* _Work order_
Return the material unaltered, line by line.

* _Data provided_
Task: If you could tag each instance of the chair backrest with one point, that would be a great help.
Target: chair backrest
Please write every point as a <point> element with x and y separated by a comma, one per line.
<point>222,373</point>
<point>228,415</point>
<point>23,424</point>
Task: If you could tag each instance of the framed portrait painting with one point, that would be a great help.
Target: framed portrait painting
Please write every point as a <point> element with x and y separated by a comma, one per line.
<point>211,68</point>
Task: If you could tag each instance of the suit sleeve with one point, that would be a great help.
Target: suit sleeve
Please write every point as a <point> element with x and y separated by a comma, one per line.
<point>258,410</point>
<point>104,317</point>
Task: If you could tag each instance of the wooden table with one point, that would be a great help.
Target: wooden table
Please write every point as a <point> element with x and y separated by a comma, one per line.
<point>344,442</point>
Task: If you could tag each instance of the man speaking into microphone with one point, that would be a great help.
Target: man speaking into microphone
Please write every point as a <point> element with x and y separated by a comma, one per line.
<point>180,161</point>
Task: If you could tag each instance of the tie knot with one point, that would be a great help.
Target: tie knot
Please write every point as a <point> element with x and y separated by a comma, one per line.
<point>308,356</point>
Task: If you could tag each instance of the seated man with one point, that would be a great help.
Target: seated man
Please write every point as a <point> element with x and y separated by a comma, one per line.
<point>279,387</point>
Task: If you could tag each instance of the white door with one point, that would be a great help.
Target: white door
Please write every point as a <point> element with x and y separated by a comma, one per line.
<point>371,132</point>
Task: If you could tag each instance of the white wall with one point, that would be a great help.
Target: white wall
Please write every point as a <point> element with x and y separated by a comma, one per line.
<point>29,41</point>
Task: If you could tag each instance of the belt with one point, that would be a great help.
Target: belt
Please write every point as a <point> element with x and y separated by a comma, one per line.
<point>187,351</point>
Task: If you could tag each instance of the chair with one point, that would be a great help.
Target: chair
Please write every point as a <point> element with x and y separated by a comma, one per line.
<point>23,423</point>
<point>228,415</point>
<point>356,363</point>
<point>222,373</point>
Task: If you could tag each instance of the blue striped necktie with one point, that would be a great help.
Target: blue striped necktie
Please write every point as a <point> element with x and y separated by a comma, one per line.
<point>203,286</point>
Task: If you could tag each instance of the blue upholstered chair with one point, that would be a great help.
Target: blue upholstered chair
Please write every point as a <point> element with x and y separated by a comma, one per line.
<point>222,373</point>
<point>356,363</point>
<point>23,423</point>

* _Solution for this problem_
Task: If you could tag each instance of the chair backrest with one point, that would be a great help.
Target: chair backrest
Please write every point as a <point> element with x and y separated by a comma, one per line.
<point>222,373</point>
<point>228,415</point>
<point>23,424</point>
Task: If you could tag each instance of the framed portrait painting with one point, that would be a great help.
Target: framed portrait painting
Please write every point as a <point> element with x and y separated by a comma, one per line.
<point>211,68</point>
Task: If you could tag each instance of the suit sleeve with one point, that would be a great help.
Target: suit sleeve
Please write every point as a <point> element with x and y separated by a comma, one per line.
<point>258,410</point>
<point>104,317</point>
Task: If you could tag each instance of the wooden table with one point, that would be a great help.
Target: wooden table
Please write every point as a <point> element with x and y separated by a comma, one per line.
<point>344,442</point>
Task: If you could tag each instance of the man speaking into microphone with one point, that would be a great help.
Target: man speaking into microphone
Please write every point as a <point> element with x and y separated by a comma, one per line.
<point>180,161</point>
Task: If you could tag each instance of the tie knot with one point, that would be a great help.
Target: tie knot
Please write every point as a <point> element with x and y separated by a comma, one per line.
<point>308,356</point>
Task: If you could tag each instance of the seated man with one point, that would be a great help.
Target: seated man
Please write every point as a <point> element with x and y separated by a comma, one per line.
<point>279,387</point>
Task: If you could tag each instance of the white door with one point, that would be a great help.
Target: white door
Please write every point as a <point> element with x and y separated by a comma, one per line.
<point>371,132</point>
Task: If you could tag each instance of the white wall with one point, that would be a great help.
Target: white wall
Please write every point as a <point> element with x and y separated by a comma, one per line.
<point>29,41</point>
Task: If you could tag each instance of the belt with one point, that would be a great help.
Target: belt
Please write every point as a <point> element with x and y separated by a comma, one per line.
<point>187,351</point>
Task: If you could tag each instance of the chair with one point, that would be a great help.
Target: chair
Please write every point as a <point> element with x and y separated by a comma, one per line.
<point>23,423</point>
<point>228,415</point>
<point>356,363</point>
<point>222,373</point>
Task: If you could tag each instance of the blue striped necktie with one point, that would be a great help.
Target: blue striped necktie
Please write every point as a <point> element with x and y separated by a comma, one per line.
<point>203,286</point>
Task: If you could tag each instance of the blue upholstered chair with one point, that would be a great help.
Target: blue upholstered chair
Please write every point as a <point> element with x and y separated by a comma, one per line.
<point>222,373</point>
<point>356,363</point>
<point>23,423</point>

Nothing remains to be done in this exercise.